* [What you need to do]
The data below should be copied over with complete accuracy.

____ Data excerpts

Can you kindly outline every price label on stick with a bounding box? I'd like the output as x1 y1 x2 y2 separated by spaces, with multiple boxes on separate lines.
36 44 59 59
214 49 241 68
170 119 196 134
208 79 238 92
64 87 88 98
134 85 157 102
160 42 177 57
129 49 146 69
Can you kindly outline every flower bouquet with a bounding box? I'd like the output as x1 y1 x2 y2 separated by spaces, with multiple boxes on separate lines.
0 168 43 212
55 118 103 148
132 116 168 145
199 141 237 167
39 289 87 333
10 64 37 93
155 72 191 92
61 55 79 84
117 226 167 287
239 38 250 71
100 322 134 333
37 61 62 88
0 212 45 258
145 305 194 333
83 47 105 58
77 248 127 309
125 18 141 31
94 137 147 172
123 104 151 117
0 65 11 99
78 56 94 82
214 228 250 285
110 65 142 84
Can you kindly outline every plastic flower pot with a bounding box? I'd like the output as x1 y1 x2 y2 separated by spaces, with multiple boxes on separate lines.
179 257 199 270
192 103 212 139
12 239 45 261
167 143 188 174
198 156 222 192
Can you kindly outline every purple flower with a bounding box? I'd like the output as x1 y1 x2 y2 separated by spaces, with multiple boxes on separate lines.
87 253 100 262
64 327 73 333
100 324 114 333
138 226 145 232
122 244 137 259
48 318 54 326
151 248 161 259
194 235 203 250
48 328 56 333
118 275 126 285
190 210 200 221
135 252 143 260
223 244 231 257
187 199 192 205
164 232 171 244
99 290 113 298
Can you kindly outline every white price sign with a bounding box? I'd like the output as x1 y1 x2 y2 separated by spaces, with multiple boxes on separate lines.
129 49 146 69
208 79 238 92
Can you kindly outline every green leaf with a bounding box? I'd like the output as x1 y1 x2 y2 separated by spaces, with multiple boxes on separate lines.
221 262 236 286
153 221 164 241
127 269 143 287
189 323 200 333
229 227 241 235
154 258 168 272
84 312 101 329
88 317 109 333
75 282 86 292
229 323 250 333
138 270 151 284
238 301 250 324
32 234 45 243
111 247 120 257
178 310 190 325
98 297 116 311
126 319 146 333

________

* [Result]
Can you kindly outline every price label on stick with a bounding box? I'd like the output as x1 y1 x2 y2 separated by spaces, with multiple boxes on separate lines.
36 44 59 59
214 49 241 68
170 119 196 134
208 79 238 92
64 87 88 98
134 85 157 102
160 42 177 57
129 49 146 69
Can you kindly outline every flower bouquet with a bounding box? I'd like the output as x1 y1 x2 y2 separated by spaces, with multiple boxes on separate lines.
0 168 43 212
55 118 103 148
132 116 168 145
199 141 237 167
39 289 87 333
10 64 37 93
155 72 191 92
61 55 79 84
117 226 167 287
239 38 250 71
100 322 134 333
37 61 62 88
0 212 45 258
145 305 194 333
83 47 105 58
77 248 127 309
125 18 141 31
94 137 147 172
123 104 151 117
0 65 11 99
78 56 94 82
214 228 250 285
110 65 142 84
Can you kindly outline every plastic flower pot with a bounding box? I'd like the output as x1 y1 x2 y2 separated by spaces, with multiple boxes on separate lines.
179 257 199 270
192 103 212 139
12 239 45 261
167 143 188 174
198 156 222 192
Can you kindly outline every purple flower with a bounding box? I'd like the output as x1 y1 x2 y2 separated by spaces, with multiple boxes on separate lines.
87 253 100 262
64 327 73 333
100 324 114 333
138 226 145 232
122 244 137 259
48 318 54 326
151 248 161 259
194 235 203 250
48 328 56 333
118 275 126 285
190 210 200 221
135 252 143 260
223 244 231 257
187 199 192 205
164 232 171 244
99 290 113 298
Can you kindly outline every white price sign with a bounding box? I'd like the output as x1 y1 x2 y2 separated by spaces, with multiple boxes on separate lines.
129 49 146 69
208 79 238 92
Can you kindly outline every green leaf with a bounding box? I'd like the output as x1 y1 x2 y2 separated by spaces, with multiple boxes on separate lines.
221 262 236 286
153 221 164 241
127 269 143 287
189 323 200 333
229 227 241 235
154 258 168 272
84 312 101 329
88 317 109 333
75 282 86 292
229 323 250 333
138 270 151 284
238 301 250 324
32 234 45 243
111 247 120 257
178 310 190 325
98 297 116 311
126 319 146 333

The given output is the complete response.